── Reading text
This is one of my favourite quotes so far, in a section about how dancing masters composed their own music to help teach dance steps:
“While visiting Paris in 1762, Leopold Mozart observed that “in the whole town there are about two or three favourite minuets, which must always be played, because they people cannot dance to any save those particular ones during the playing of which they learned to dance.” (McKee 2012, 21)
It sounds like when children or teachers can’t remember an exercise in an exam syllabus until they hear the music that goes with it. But it also points out what is so different about ballet training. Children can do the same exercise to different music. You can play a famous piece from a ballet for a company class, and dancers don’t fall over because they go into autopilot and start doing whatever ballet it was from instead of the exercise.
The male solo from ‘Tchaikovsky Pas de Deux’ – a truly triple 3 (despite the 6/8 time signature)
If you’ve been following this blog recently, you know that I’m a little obsessed with time signature and metre in the 18th & 19th centuries (see Compound errors and Counting Tchaikovsky). Today, it paid off in company class, when I managed to play about 5 minutes of pirouette exercise in 3/4 without getting a single tempo correction. That’s rare for me. I speed up in pirouette exercises.
This is how learned to stop doing it: I wondered whether it would help if I deliberately thought in 3 – maybe I inadvertently think in 6 when I’m playing waltzes. 3/4 bars never stand alone in waltzes, they’re always in pairs, and usually in pairs of pairs. It had never occurred to me to make a connection between this and my acceleration problem. But my speeding-up was cured instantly when I made an effort to think in 3 rather than 6. That is, I made sure my cadences were on ‘8’, not ‘7’, and that every bar was a closed circle of 3, rather getting sucked up into an imaginary 6/8. It was hard work. I’m correcting a habit of a lifetime, made worse by playing all that waltz music which is by nature in hypermetrical duple compound metre, not ‘truly triple metre’ as I call it.
I coined the term ‘truly triple metre’ when I wrote the RAD’s Music in Focus and Dance Class Anthology books (2005). I’ve recently repurposed some of this for Dance rhythms for ballet pianists on the RAD website. The hardest rewriting was about ‘truly triple metre’ for grand allegro, because all the truly triple metres I can think of are polonaises, mazurkas and so on, which of course aren’t right for grand allegro. So what’s wrong?
────
── Material
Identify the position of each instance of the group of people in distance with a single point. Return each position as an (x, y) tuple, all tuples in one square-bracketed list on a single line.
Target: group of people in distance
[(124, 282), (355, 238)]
────
Reproduce word for word the part of the text about playing piano for ballet class starting at "I coined the" and ending at "So what’s wrong?".

Answer to this exercise:
I coined the term ‘truly triple metre’ when I wrote the RAD’s Music in Focus and Dance Class Anthology books (2005). I’ve recently repurposed some of this for Dance rhythms for ballet pianists on the RAD website. The hardest rewriting was about ‘truly triple metre’ for grand allegro, because all the truly triple metres I can think of are polonaises, mazurkas and so on, which of course aren’t right for grand allegro. So what’s wrong?